# Information shown:

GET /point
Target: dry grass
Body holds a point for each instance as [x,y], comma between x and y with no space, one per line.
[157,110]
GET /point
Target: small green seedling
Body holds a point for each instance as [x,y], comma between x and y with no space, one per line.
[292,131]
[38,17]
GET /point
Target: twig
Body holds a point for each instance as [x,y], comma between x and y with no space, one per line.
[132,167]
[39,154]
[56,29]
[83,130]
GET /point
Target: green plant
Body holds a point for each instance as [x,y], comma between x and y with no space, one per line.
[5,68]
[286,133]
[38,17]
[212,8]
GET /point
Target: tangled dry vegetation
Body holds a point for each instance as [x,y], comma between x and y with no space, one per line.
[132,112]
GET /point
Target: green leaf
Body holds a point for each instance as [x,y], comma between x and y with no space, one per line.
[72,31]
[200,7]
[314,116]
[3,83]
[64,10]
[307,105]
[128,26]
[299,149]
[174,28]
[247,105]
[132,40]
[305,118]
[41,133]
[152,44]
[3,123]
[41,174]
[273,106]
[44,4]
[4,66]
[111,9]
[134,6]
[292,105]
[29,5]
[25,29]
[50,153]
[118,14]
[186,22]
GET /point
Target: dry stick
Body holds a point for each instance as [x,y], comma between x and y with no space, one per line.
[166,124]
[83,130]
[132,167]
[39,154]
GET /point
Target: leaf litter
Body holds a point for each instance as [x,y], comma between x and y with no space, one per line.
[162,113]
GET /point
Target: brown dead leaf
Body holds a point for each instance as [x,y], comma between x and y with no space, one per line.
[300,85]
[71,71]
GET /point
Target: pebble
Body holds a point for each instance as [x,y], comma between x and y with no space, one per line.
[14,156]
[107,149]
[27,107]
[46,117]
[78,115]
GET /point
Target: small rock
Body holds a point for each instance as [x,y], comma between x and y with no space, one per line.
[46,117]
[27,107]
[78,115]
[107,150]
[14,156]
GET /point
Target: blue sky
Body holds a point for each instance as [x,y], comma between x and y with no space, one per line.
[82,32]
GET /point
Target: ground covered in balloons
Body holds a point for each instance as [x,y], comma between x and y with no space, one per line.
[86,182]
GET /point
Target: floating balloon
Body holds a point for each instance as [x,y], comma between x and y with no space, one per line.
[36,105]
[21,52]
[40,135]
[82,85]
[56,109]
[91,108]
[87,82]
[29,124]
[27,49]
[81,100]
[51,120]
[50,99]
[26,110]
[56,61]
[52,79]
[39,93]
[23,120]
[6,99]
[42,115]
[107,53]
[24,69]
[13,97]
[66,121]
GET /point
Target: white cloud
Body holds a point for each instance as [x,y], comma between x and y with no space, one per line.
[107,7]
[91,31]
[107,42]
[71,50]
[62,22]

# Job:
Write out all of the records above exactly as they appear.

# Problem solution:
GET /point
Target: dry grass
Body holds a point for each instance as [x,y], comma between x and y with no space, one per line.
[157,110]
GET /point
Target: small green seedling
Body holds a point for each instance as [x,y], comma between x and y with no space, one per line.
[292,131]
[38,17]
GET /point
Target: twig
Body holds a point for each instance as [x,y], comma between x and y with no space, one per line.
[132,167]
[39,154]
[56,29]
[83,130]
GET /point
Target: green plant
Body holds a point for each instance as [x,y], comma between x and y with no space, one per line.
[5,68]
[286,133]
[38,17]
[212,8]
GET /point
Target: tangled dry vegetation
Body holds a point for each instance as [x,y], comma between x and y with no space, one per line.
[132,112]
GET /point
Target: green leaf
Body holds a point for each instance as [x,y], comma between x and y with no space, one per line.
[72,31]
[200,7]
[314,116]
[3,83]
[64,10]
[307,105]
[128,26]
[299,149]
[174,28]
[247,105]
[132,40]
[305,118]
[41,133]
[152,44]
[3,123]
[41,174]
[273,106]
[44,4]
[4,66]
[111,9]
[134,6]
[292,105]
[29,5]
[25,29]
[50,153]
[118,14]
[186,22]
GET /point
Target: dry stick
Body holds a point for each instance as [x,y], comma between x and y with no space, one per line.
[166,124]
[83,130]
[132,167]
[39,154]
GET /point
Target: leaf litter
Body holds a point for each instance as [x,y], comma between x and y with no space, one per line.
[162,113]
GET /point
Target: brown dead leaf
Body holds a point for each instance as [x,y], comma between x and y with no space, one per line.
[300,85]
[71,71]
GET /point
Target: pebble
Body holds a point for each instance as [x,y], comma between x and y with no space, one per line.
[14,156]
[107,149]
[27,107]
[46,117]
[78,115]
GET /point
Target: small rock
Body holds a point for each instance as [x,y], comma between x and y with no space, one per line.
[46,117]
[27,107]
[78,115]
[107,150]
[14,156]
GET /point
Target: blue sky
Body holds a point for each instance as [x,y], comma between x and y with no space, one per line.
[82,32]
GET /point
Target: ground covered in balloons
Body holds a point for each instance as [x,y], comma between x and y with no space, one per line.
[86,182]
GET /point
Target: floating balloon
Body holds a point for each instance as [x,y], comma between x and y with no space, one per line.
[36,105]
[21,52]
[40,135]
[82,85]
[56,109]
[91,108]
[87,82]
[29,124]
[27,49]
[81,100]
[51,120]
[50,99]
[26,110]
[56,61]
[52,79]
[39,93]
[23,120]
[6,99]
[42,115]
[107,53]
[24,69]
[13,97]
[66,121]
GET /point
Target: white cloud
Body holds a point for each instance as [x,y], comma between x and y with no space, one per line.
[107,7]
[91,31]
[107,42]
[71,50]
[62,22]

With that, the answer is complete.